* start *

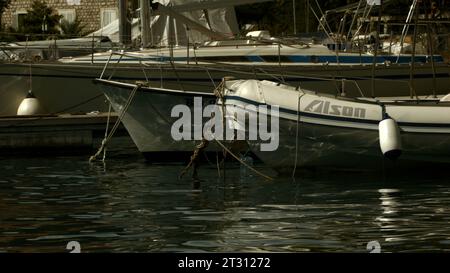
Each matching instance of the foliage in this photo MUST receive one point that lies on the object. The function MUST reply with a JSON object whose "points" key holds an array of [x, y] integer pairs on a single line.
{"points": [[4, 5], [38, 16], [72, 29], [277, 16]]}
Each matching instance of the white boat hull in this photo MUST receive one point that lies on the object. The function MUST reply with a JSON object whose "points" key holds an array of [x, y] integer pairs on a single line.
{"points": [[322, 131], [69, 88]]}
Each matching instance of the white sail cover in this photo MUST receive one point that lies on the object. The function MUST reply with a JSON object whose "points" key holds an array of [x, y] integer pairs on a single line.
{"points": [[221, 20]]}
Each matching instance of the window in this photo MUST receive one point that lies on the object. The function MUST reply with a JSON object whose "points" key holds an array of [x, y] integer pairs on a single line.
{"points": [[19, 17], [108, 16], [69, 15]]}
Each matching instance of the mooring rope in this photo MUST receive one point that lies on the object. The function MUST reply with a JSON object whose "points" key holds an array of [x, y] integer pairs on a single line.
{"points": [[219, 92], [115, 127], [297, 134]]}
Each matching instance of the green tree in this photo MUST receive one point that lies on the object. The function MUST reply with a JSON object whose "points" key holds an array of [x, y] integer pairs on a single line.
{"points": [[41, 19], [72, 29]]}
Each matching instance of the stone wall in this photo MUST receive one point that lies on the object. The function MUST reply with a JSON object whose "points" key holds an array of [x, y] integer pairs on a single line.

* end *

To be done:
Rewrite the lines above as a Markdown table with the columns "Row" and "Text", one numbered row per line, skipping blank lines. Leave the pictures out.

Answer:
| Row | Text |
|---|---|
| 1 | Each matching instance of the foliage in this photo MUST receive one point that lies on the object. The function MUST reply with a JSON object whose "points" key holds an array of [x, y] integer pairs on a single line. |
| 2 | {"points": [[4, 5], [38, 16], [72, 29], [277, 16]]} |
| 3 | Each matching instance of the white boat hull in this photo MUST receive one point that lies on the object. The function MUST reply with a JSON object whose "points" key holds an array of [x, y] integer pairs on a single line. |
| 4 | {"points": [[322, 131], [69, 88]]} |
| 5 | Each matching instance of the white sail cover in this photo MUST receive one point that lies on the object. The function MUST reply with a JSON object whose "points" key holds an array of [x, y] integer pairs on a single line. |
| 6 | {"points": [[221, 20]]} |
| 7 | Each matching instance of the window in this photo MUST receive one point that lies on the object. The function MUST reply with a JSON object whose "points" key holds an array of [x, y] integer pairs on a single line. |
| 8 | {"points": [[19, 17], [108, 16], [69, 15]]} |
| 9 | Each matching instance of the mooring rope in this photo MUST receive one point that lies on the object. The function MUST reply with a JSON object whose "points" key holds an array of [x, y] integer pairs on a single line. |
| 10 | {"points": [[219, 92], [115, 127], [297, 134]]} |
| 11 | Each matching instance of the green tree in this photo MUST receive one point that lies on the object. The function MUST reply with a JSON object whose "points" key holds an array of [x, y] integer pairs on a single line. |
| 12 | {"points": [[41, 19], [72, 29]]} |
| 13 | Each matching instance of the stone wall in this photo MUST receive one point that lies on the object. The function MUST reply with a JSON object whose "points" key holds an array of [x, y] integer pairs on a single line. |